(Region annotation data)
☆ ☆ ☆ ☆ ☆ ☆ ☆
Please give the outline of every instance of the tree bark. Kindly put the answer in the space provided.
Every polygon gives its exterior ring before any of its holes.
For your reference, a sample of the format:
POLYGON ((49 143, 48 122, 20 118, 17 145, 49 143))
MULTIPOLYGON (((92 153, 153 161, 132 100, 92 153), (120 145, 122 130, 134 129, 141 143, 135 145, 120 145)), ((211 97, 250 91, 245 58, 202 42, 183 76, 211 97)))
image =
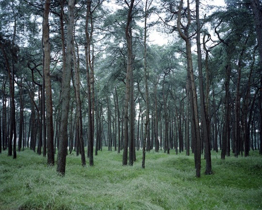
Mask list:
MULTIPOLYGON (((183 33, 181 29, 181 11, 183 5, 183 0, 180 0, 178 12, 178 17, 177 20, 177 26, 179 30, 179 33, 180 36, 185 42, 186 49, 186 58, 187 61, 187 71, 189 76, 189 85, 191 86, 190 88, 189 96, 190 97, 190 104, 191 106, 191 110, 192 111, 192 117, 194 117, 193 122, 195 124, 193 125, 193 128, 195 128, 192 131, 194 133, 194 135, 196 136, 196 139, 194 140, 195 142, 195 146, 194 147, 194 155, 195 159, 196 169, 196 177, 200 177, 200 168, 201 168, 201 145, 200 145, 200 138, 199 129, 198 123, 198 115, 197 111, 197 102, 196 97, 196 85, 195 83, 195 78, 193 72, 193 63, 192 63, 192 56, 191 52, 191 46, 189 38, 188 37, 188 29, 191 24, 191 14, 190 9, 189 8, 189 0, 187 0, 187 18, 188 22, 186 27, 183 27, 185 33, 183 33), (192 102, 191 102, 192 101, 192 102)), ((191 124, 191 126, 192 124, 191 124)))
POLYGON ((47 120, 47 148, 48 150, 48 165, 54 164, 54 131, 53 125, 53 105, 52 90, 50 78, 50 47, 49 39, 49 16, 50 0, 46 0, 43 20, 43 40, 44 47, 45 60, 44 74, 45 81, 46 120, 47 120))
POLYGON ((202 58, 200 46, 200 26, 199 21, 199 0, 196 0, 196 47, 197 51, 197 66, 198 69, 198 81, 199 83, 199 92, 200 100, 200 113, 203 129, 204 143, 205 146, 205 156, 206 158, 206 174, 212 174, 211 164, 211 153, 210 152, 210 132, 208 117, 206 113, 205 98, 204 94, 204 85, 203 82, 203 73, 202 70, 202 58))
MULTIPOLYGON (((127 49, 128 49, 128 61, 126 76, 126 93, 125 96, 125 106, 124 106, 124 151, 123 153, 123 165, 127 165, 128 158, 128 147, 129 140, 128 132, 128 104, 132 103, 130 101, 131 91, 130 81, 131 76, 131 71, 132 69, 132 26, 131 22, 132 21, 132 11, 134 5, 134 0, 131 0, 130 5, 125 0, 125 2, 129 7, 128 14, 127 16, 127 22, 125 29, 126 38, 127 39, 127 49)), ((132 149, 130 148, 129 149, 132 149)))
POLYGON ((80 150, 81 151, 81 161, 82 165, 85 166, 85 156, 84 154, 84 145, 83 138, 83 124, 82 121, 82 108, 81 106, 81 100, 80 99, 80 79, 79 76, 80 68, 80 58, 78 50, 78 45, 76 43, 77 46, 77 52, 78 61, 77 58, 75 48, 73 46, 73 56, 74 60, 74 69, 75 70, 75 83, 76 86, 76 106, 77 106, 77 116, 79 122, 79 143, 80 145, 80 150))
POLYGON ((90 75, 90 70, 91 69, 92 66, 91 61, 91 41, 93 34, 93 24, 92 19, 92 14, 91 13, 91 1, 90 0, 87 0, 87 6, 86 9, 86 16, 85 19, 85 37, 87 44, 85 47, 85 62, 86 65, 86 80, 87 81, 87 100, 88 104, 88 152, 87 153, 89 158, 89 165, 92 166, 94 165, 93 157, 93 144, 94 144, 94 125, 93 118, 94 117, 94 112, 92 113, 92 103, 91 101, 91 76, 90 75), (89 20, 90 21, 90 32, 88 32, 88 27, 89 25, 89 20), (90 34, 89 34, 90 33, 90 34))
POLYGON ((67 153, 67 124, 69 107, 70 81, 71 76, 73 48, 74 48, 74 0, 68 1, 68 21, 66 40, 66 66, 63 69, 62 100, 61 125, 59 145, 57 154, 57 171, 64 176, 66 172, 66 161, 67 153))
☆ ☆ ☆ ☆ ☆ ☆ ☆
§ WORK TO DO
Write out every line of the data above as a JSON list of strings, one string per line, skipping blank lines and leaving out the pictures.

§ RESPONSE BELOW
[
  "Please give the outline of every instance of the tree bark. Kindly put the answer in the space provided.",
  "Every polygon gives its exterior ring before any of its holes.",
  "For your reference, a sample of the format:",
  "POLYGON ((49 143, 48 122, 20 118, 17 145, 49 143))",
  "MULTIPOLYGON (((92 153, 153 161, 132 100, 92 153), (120 145, 122 130, 134 129, 141 143, 135 145, 120 145)), ((211 97, 250 91, 245 58, 202 42, 183 76, 211 97)))",
  "image =",
  "Mask list:",
  "MULTIPOLYGON (((183 33, 181 29, 181 11, 183 5, 183 0, 180 0, 178 12, 178 17, 177 20, 177 26, 179 30, 179 33, 180 36, 185 42, 186 49, 186 58, 187 61, 187 71, 189 76, 189 85, 191 86, 190 88, 189 96, 190 97, 190 104, 191 106, 191 110, 192 111, 192 117, 194 117, 193 122, 195 124, 193 125, 193 128, 195 128, 192 131, 194 133, 194 135, 196 136, 196 139, 194 140, 195 142, 195 146, 194 147, 194 155, 195 159, 196 169, 196 177, 200 177, 200 168, 201 168, 201 145, 200 145, 200 138, 199 129, 198 123, 198 115, 197 111, 197 102, 196 97, 196 85, 195 83, 195 78, 193 72, 193 63, 192 63, 192 56, 191 52, 191 46, 189 38, 188 37, 188 29, 191 24, 191 14, 190 9, 189 8, 189 0, 187 0, 187 18, 188 22, 186 27, 183 27, 185 33, 183 33), (192 102, 191 102, 192 101, 192 102)), ((191 124, 191 126, 192 124, 191 124)))",
  "POLYGON ((47 120, 47 148, 48 150, 48 165, 54 164, 54 131, 53 125, 53 105, 52 90, 50 78, 50 47, 49 39, 49 16, 50 0, 46 0, 43 20, 43 40, 44 47, 45 60, 44 74, 45 81, 46 120, 47 120))",
  "POLYGON ((202 58, 200 46, 200 26, 199 21, 199 0, 196 0, 196 47, 197 51, 197 66, 198 69, 198 81, 199 83, 199 92, 200 100, 200 113, 203 129, 204 143, 205 146, 205 156, 206 158, 206 174, 212 174, 211 164, 211 153, 210 152, 210 132, 208 117, 206 113, 205 98, 204 94, 204 85, 203 82, 203 73, 202 70, 202 58))",
  "MULTIPOLYGON (((127 49, 128 49, 128 61, 126 76, 126 93, 125 96, 125 106, 124 106, 124 151, 123 153, 123 165, 127 165, 128 158, 128 147, 129 140, 128 132, 128 104, 132 103, 130 101, 131 91, 130 81, 131 76, 131 71, 132 69, 132 26, 131 22, 132 21, 132 11, 134 5, 134 0, 131 0, 130 5, 125 0, 125 2, 129 7, 128 14, 127 16, 127 22, 125 29, 126 38, 127 39, 127 49)), ((132 149, 130 148, 129 149, 132 149)))",
  "POLYGON ((80 150, 81 151, 81 161, 82 165, 85 166, 85 156, 84 154, 84 145, 83 138, 83 124, 82 121, 82 108, 81 106, 81 100, 80 99, 80 79, 79 76, 80 68, 80 58, 78 50, 78 45, 76 43, 77 46, 77 52, 78 61, 77 58, 75 48, 73 46, 73 56, 74 60, 74 69, 75 70, 75 83, 76 86, 76 106, 77 106, 77 116, 79 122, 79 143, 80 145, 80 150))",
  "POLYGON ((90 75, 90 70, 91 69, 92 66, 91 61, 91 41, 93 34, 93 24, 92 19, 92 14, 91 13, 91 1, 90 0, 87 0, 87 6, 86 9, 86 16, 85 19, 85 37, 87 44, 85 47, 85 62, 86 65, 86 80, 87 81, 87 100, 88 104, 88 152, 87 153, 89 158, 89 165, 92 166, 94 165, 93 157, 93 144, 94 144, 94 125, 93 118, 94 117, 94 112, 92 113, 92 103, 91 101, 91 76, 90 75), (89 20, 90 21, 90 32, 88 32, 88 27, 89 25, 89 20), (90 34, 89 34, 90 33, 90 34))",
  "POLYGON ((67 153, 67 124, 69 107, 70 81, 71 76, 73 48, 74 48, 74 0, 68 1, 68 21, 66 40, 66 66, 63 69, 62 100, 61 125, 59 145, 57 154, 57 171, 64 176, 66 172, 66 161, 67 153))"
]